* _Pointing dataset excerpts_
-*-

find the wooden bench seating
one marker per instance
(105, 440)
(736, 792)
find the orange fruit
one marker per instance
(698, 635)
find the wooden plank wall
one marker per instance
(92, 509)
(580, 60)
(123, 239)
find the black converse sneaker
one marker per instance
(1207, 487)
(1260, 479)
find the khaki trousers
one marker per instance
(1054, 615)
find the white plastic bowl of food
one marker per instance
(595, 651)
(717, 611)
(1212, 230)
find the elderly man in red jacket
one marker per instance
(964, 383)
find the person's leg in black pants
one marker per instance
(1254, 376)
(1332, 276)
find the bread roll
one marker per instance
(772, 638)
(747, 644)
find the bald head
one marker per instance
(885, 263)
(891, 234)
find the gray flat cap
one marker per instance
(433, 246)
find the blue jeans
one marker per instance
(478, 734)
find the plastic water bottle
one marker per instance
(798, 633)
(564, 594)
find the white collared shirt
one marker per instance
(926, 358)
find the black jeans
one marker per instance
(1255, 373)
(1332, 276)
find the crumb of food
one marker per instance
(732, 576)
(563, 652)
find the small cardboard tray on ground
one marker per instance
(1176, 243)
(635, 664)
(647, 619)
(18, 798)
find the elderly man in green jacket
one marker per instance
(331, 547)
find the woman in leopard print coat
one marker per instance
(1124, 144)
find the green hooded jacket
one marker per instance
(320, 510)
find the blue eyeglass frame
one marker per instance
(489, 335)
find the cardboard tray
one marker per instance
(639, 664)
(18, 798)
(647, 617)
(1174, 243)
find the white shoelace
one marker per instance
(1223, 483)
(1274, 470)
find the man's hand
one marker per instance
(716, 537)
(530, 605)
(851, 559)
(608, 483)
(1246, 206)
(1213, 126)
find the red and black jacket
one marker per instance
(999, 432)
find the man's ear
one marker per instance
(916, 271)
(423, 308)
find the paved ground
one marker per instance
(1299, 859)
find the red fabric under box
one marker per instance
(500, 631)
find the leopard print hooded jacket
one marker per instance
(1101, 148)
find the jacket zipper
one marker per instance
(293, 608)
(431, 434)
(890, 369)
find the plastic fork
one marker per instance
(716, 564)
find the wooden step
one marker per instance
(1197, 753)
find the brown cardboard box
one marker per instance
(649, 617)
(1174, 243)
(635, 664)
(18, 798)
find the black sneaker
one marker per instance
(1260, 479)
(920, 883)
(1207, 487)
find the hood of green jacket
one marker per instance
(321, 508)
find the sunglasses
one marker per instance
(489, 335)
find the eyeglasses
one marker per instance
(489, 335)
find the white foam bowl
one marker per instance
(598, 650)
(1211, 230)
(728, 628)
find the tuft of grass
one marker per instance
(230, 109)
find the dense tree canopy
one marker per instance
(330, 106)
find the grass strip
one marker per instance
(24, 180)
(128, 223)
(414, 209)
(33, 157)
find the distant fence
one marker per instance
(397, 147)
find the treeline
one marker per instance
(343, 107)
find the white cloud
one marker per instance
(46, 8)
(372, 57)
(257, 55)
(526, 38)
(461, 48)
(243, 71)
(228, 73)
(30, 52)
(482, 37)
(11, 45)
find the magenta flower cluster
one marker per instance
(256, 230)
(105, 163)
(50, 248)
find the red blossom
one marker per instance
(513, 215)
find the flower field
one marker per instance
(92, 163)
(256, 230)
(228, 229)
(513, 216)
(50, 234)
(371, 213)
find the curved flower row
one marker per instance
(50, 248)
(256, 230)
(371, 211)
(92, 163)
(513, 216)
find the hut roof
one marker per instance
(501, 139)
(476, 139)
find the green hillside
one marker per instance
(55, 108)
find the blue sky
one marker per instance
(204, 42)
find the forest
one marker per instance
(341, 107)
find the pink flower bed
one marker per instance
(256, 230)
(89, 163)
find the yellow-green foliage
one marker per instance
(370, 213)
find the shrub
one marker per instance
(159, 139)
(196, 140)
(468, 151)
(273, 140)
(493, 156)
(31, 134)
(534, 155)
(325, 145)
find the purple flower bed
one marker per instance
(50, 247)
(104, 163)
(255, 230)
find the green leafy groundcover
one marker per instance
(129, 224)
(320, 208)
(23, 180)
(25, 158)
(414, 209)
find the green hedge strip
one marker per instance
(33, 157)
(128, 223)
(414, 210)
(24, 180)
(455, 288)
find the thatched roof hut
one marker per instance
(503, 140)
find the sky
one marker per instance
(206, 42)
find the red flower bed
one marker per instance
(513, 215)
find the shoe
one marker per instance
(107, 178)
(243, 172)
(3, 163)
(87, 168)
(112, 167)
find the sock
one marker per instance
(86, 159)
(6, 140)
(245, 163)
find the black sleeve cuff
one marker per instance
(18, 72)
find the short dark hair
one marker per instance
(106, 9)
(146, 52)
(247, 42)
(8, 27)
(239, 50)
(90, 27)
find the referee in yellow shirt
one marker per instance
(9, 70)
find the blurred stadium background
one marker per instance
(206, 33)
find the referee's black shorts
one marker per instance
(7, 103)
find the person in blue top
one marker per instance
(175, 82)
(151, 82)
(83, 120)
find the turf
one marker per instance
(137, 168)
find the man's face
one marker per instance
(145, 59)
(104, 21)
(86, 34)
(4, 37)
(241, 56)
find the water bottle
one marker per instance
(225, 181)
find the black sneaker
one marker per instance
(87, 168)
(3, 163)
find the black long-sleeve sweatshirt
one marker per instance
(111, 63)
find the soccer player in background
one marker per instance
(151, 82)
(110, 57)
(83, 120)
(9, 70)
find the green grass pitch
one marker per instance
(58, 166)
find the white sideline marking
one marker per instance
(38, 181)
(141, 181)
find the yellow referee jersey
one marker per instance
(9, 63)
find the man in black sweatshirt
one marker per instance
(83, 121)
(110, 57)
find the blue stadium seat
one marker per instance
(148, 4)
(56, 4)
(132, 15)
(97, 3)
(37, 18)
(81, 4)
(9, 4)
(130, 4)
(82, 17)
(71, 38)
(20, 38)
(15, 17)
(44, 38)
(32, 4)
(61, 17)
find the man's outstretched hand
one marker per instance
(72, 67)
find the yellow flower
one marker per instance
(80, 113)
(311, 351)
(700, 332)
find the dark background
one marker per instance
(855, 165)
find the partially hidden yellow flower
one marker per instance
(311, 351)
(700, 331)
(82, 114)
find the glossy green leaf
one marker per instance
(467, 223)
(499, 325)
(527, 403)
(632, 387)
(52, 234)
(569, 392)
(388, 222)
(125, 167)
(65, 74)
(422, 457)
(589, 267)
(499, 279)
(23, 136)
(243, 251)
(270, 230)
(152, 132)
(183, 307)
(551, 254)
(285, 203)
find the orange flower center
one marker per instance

-*-

* _Stated exercise_
Reproduce the lines of the records verbatim, from the line with "find the elderly man in red jacket" to the line with "(1213, 126)", including both of those lines.

* _Output of the exercise_
find the elderly man in red jacket
one marker per instance
(964, 383)
find the person's leg in black pants
one marker per instance
(1254, 376)
(1332, 276)
find the bread roll
one marker per instance
(772, 638)
(747, 644)
find the bald head
one marker per instance
(885, 263)
(891, 234)
find the gray flat cap
one marker per instance
(433, 246)
find the blue jeans
one marker per instance
(478, 734)
find the plastic water bottle
one marker per instance
(798, 633)
(564, 594)
find the white collared shirt
one marker per instance
(926, 358)
find the black jeans
one marker per instance
(1255, 373)
(1332, 276)
find the crumb of food
one marker per instance
(732, 576)
(563, 652)
find the small cardboard tray on ground
one marker per instance
(1176, 243)
(635, 664)
(647, 619)
(18, 798)
find the elderly man in green jacket
one marker per instance
(331, 547)
find the woman in leopard print coat
one marker per instance
(1124, 144)
find the green hooded jacket
one marker per instance
(320, 510)
find the blue eyeglass frame
one marker per instance
(489, 335)
find the cardboard tray
one marker per instance
(639, 664)
(18, 798)
(647, 617)
(1174, 243)
find the white shoelace
one marker per instance
(1223, 483)
(1274, 470)
find the man's hand
one marker per instance
(716, 537)
(530, 605)
(851, 559)
(608, 483)
(1246, 206)
(1213, 126)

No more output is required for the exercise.